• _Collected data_
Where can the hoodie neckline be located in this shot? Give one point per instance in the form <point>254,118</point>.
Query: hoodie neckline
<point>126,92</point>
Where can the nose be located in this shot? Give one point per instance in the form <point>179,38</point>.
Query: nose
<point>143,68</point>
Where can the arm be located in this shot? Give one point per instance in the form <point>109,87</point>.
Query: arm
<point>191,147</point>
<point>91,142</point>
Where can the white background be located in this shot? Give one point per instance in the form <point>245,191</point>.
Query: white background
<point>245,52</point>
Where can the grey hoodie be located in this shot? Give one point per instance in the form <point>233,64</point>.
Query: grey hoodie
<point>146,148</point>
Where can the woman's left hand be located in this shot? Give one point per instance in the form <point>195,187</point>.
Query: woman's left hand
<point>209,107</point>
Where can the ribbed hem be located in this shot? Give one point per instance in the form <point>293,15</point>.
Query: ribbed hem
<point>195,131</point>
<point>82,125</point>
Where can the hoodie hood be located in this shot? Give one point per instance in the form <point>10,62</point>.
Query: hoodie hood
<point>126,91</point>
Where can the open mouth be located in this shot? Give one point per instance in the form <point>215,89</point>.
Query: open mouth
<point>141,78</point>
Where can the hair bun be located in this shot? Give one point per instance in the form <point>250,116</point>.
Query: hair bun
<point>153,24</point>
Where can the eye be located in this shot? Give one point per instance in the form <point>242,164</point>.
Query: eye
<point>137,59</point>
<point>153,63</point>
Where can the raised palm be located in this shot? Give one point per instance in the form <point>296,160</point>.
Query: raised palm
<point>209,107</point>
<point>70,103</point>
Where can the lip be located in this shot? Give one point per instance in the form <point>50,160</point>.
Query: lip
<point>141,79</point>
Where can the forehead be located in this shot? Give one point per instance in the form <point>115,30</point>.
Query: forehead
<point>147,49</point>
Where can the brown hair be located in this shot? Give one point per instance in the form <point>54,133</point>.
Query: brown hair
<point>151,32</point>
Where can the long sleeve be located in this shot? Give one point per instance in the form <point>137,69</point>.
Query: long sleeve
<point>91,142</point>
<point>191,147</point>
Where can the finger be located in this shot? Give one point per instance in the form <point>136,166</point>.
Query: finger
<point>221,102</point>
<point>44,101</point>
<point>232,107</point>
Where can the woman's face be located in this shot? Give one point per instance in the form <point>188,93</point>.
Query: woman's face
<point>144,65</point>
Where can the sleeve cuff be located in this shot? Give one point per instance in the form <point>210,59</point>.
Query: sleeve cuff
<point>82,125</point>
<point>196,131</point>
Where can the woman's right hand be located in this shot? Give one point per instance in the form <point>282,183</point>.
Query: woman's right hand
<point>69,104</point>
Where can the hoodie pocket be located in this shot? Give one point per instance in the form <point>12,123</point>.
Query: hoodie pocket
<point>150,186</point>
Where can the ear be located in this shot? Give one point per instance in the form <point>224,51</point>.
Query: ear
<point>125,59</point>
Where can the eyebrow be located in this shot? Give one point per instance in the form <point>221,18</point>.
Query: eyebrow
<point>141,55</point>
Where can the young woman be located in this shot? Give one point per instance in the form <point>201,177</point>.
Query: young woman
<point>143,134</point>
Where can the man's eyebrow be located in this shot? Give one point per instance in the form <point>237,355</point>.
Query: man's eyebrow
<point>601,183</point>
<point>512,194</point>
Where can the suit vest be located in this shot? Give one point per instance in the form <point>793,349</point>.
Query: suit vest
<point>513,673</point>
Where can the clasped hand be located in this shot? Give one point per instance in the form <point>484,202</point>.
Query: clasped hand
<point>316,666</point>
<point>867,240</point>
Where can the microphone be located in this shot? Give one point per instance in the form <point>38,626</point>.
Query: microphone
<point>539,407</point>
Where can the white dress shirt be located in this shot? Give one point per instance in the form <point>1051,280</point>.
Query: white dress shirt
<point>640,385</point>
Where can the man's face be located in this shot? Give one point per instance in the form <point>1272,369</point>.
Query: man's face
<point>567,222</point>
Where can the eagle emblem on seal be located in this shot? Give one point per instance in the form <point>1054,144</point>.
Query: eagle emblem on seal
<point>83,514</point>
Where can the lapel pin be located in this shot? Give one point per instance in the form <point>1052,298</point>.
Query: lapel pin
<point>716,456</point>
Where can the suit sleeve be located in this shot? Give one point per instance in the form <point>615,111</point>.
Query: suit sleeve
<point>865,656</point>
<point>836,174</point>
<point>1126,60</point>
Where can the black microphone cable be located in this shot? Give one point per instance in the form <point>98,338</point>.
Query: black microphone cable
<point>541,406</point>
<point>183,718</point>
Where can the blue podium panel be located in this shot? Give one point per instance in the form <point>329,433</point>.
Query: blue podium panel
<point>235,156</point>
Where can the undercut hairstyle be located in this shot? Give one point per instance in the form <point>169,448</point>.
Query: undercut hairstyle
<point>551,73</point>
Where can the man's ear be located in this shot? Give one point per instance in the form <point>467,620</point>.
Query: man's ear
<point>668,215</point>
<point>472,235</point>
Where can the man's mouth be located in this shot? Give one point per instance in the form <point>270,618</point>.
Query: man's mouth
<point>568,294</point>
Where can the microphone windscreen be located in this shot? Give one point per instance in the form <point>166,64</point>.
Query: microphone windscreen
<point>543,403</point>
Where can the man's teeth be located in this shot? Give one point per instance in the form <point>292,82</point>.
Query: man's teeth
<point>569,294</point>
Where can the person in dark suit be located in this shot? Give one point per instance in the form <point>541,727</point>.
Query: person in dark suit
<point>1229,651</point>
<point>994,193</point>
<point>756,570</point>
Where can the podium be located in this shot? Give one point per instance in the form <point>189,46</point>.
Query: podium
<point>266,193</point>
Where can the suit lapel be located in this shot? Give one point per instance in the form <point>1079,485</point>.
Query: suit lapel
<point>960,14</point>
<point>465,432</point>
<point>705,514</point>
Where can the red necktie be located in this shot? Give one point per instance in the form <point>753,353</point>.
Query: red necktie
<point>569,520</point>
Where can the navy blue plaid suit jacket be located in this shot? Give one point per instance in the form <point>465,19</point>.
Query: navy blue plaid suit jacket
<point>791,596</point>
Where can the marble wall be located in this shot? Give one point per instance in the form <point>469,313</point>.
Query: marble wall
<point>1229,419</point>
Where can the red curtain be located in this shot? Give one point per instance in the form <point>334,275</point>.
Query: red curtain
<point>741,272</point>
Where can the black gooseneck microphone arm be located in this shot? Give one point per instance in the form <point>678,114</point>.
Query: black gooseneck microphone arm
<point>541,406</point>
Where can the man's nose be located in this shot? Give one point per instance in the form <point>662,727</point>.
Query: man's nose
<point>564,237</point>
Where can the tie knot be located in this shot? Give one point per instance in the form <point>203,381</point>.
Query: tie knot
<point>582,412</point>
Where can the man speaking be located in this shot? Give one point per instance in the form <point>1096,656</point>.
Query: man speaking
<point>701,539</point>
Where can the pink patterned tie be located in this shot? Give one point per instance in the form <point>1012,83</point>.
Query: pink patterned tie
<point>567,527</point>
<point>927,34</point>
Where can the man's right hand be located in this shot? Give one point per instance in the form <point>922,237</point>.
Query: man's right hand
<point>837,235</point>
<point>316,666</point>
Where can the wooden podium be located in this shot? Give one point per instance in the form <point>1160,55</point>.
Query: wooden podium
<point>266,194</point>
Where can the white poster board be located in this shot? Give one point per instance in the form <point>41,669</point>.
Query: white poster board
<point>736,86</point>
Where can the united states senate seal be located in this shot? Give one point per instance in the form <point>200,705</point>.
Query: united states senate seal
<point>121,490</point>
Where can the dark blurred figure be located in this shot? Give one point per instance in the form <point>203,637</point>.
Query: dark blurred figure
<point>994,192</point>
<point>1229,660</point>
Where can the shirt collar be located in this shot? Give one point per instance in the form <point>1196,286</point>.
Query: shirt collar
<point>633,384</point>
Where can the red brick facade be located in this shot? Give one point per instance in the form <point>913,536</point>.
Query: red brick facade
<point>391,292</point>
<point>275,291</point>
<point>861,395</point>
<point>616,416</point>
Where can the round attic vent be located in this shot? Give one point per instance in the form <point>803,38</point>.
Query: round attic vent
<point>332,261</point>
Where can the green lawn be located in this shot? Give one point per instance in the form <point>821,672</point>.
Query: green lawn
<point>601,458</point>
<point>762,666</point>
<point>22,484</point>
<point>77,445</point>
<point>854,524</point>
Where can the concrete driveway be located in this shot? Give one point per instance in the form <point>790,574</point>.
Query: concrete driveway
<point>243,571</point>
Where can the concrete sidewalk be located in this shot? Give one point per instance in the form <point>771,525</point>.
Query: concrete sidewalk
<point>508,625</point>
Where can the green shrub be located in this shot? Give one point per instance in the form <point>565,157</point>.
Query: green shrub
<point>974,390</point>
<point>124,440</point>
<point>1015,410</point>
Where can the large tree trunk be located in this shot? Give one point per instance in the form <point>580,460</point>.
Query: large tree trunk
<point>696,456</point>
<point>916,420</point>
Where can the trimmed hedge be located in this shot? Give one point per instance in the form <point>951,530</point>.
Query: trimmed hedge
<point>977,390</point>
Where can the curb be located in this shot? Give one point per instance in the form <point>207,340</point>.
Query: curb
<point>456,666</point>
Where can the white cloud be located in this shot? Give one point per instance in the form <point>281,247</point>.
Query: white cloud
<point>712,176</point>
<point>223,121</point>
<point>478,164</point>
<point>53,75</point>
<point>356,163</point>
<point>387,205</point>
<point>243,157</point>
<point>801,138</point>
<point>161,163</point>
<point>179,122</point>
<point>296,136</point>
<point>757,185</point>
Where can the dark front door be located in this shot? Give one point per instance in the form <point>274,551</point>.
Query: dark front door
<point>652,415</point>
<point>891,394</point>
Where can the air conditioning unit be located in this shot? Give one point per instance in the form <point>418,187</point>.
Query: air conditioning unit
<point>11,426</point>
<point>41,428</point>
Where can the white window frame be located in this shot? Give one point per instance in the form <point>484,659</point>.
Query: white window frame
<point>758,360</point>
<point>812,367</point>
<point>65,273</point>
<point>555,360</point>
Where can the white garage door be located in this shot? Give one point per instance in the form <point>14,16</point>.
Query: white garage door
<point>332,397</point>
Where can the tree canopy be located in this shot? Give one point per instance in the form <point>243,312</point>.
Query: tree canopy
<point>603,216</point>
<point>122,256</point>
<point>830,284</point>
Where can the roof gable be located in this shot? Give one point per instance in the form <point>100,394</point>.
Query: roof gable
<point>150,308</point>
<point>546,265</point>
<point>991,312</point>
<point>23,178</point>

• _Required task_
Retype the stretch of the material from the line containing "Where can the podium" through the line containing "<point>705,514</point>", keeping every line unchanged.

• _Output for this task_
Where can the podium be located in this shot? Give one point per instance in the form <point>189,46</point>.
Query: podium
<point>266,193</point>
Where can the suit lapel be located in this shot? Give one point per instance in the form <point>1079,485</point>.
Query: suit lapel
<point>960,14</point>
<point>465,432</point>
<point>705,514</point>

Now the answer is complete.